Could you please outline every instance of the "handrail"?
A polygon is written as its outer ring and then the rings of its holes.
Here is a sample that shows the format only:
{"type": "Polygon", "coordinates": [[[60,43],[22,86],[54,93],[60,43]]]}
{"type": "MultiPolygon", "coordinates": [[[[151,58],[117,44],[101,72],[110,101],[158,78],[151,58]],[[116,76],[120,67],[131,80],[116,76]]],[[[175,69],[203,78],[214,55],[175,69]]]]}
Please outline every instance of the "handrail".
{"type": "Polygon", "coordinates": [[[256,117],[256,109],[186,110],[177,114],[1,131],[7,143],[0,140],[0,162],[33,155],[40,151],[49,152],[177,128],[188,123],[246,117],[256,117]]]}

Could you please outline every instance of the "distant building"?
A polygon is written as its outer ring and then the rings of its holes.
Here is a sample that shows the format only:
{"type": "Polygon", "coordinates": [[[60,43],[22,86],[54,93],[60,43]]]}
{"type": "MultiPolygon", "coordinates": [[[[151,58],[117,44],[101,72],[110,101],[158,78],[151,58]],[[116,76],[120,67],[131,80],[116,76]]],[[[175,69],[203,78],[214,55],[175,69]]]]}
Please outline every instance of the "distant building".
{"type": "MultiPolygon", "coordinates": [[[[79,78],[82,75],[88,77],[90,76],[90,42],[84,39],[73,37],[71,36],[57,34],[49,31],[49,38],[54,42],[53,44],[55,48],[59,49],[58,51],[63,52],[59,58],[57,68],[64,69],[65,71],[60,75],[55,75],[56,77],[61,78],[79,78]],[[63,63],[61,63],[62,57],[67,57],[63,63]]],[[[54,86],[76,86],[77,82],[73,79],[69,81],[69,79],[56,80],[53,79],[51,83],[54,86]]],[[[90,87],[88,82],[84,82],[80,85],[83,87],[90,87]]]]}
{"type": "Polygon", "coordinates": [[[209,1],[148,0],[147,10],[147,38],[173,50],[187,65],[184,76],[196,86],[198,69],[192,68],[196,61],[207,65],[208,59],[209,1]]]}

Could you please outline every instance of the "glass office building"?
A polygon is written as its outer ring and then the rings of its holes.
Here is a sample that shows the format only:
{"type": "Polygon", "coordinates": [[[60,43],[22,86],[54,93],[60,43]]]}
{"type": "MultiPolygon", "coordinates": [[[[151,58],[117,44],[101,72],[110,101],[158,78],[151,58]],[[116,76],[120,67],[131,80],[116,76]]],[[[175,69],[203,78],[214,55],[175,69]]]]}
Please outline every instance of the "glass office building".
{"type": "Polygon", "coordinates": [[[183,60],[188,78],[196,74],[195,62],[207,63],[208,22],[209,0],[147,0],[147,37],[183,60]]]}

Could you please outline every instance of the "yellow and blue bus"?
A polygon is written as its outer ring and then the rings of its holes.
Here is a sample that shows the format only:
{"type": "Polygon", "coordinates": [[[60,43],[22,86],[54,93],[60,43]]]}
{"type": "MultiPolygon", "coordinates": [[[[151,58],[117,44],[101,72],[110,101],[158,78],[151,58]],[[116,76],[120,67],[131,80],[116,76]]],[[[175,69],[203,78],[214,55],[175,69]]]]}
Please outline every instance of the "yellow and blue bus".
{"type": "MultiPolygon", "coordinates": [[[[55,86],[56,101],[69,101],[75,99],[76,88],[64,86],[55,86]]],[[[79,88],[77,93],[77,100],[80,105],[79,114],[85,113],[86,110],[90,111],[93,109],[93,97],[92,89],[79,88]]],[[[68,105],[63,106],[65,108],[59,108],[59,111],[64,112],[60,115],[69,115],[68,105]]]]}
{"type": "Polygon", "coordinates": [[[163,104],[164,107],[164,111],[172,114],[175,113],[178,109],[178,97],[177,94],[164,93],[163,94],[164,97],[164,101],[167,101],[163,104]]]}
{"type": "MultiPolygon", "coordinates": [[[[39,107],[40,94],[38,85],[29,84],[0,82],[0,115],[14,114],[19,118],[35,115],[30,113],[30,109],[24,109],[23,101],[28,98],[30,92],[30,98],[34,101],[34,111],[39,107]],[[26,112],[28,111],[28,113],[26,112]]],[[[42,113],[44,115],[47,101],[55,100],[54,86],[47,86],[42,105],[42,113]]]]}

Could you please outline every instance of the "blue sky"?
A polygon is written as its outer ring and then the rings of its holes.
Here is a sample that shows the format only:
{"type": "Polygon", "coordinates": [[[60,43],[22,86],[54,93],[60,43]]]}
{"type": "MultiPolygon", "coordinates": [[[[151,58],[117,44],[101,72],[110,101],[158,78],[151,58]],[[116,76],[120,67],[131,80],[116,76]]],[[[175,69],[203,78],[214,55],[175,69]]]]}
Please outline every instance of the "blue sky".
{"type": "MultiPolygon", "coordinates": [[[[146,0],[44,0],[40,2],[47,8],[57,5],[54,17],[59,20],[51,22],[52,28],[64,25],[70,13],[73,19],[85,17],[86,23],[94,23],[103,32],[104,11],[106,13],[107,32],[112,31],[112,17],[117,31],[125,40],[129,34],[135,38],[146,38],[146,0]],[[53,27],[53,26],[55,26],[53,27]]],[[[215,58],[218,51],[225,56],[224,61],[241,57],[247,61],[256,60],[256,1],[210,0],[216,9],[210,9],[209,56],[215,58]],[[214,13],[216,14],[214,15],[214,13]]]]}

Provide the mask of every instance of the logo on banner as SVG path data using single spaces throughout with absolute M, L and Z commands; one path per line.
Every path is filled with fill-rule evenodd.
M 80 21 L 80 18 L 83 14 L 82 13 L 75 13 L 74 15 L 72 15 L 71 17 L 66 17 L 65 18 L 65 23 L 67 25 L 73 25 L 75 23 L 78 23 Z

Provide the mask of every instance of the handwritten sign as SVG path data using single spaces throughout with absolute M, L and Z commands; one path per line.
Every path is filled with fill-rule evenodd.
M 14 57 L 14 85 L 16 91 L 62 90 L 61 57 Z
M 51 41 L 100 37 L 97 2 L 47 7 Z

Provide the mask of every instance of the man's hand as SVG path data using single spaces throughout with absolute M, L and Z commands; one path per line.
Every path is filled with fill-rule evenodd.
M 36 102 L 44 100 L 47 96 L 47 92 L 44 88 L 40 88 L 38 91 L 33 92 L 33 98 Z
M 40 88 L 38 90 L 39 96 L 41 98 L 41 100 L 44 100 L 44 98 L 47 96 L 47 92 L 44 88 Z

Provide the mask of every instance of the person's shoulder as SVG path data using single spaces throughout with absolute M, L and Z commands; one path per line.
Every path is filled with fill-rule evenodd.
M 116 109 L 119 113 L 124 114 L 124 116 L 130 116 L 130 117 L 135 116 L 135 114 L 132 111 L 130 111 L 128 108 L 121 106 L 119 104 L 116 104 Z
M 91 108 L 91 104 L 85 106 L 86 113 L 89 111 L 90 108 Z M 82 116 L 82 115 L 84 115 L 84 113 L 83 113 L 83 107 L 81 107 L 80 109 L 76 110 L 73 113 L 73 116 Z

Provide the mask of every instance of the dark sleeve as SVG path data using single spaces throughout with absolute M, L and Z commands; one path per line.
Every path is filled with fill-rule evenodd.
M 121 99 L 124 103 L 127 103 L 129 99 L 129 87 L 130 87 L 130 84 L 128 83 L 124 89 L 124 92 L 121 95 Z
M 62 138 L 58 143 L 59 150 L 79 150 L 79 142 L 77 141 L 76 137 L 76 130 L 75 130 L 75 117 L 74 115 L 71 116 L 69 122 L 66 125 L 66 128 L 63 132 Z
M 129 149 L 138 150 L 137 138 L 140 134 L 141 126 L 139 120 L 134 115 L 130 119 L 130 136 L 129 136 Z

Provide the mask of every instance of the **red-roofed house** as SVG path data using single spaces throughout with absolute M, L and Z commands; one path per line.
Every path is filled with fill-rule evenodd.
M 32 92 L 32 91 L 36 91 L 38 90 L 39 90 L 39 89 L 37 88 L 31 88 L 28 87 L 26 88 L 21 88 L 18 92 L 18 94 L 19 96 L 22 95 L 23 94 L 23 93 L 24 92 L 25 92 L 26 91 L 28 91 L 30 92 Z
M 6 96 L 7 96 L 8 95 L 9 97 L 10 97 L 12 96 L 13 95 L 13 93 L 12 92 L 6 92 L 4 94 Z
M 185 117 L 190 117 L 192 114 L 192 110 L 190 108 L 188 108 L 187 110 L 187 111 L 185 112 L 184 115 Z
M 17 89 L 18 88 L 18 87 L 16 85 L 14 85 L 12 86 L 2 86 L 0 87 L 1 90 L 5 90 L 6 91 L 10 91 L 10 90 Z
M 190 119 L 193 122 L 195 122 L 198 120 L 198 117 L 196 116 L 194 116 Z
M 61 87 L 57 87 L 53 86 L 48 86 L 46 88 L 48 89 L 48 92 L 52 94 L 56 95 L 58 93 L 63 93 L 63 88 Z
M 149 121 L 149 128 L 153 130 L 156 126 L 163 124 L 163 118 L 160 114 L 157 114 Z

+ + + + +

■ EXERCISE DETAILS: Gather every line of the data above that contains the word "Could". Case matters.

■ ANSWER FOR THIS EXERCISE:
Could you please outline every instance of the "handrail"?
Could you please outline every instance of the "distant building"?
Could you please outline every instance of the "glass office building"?
Could you please outline every instance of the "yellow and blue bus"?
Could you please outline every instance of the "blue sky"?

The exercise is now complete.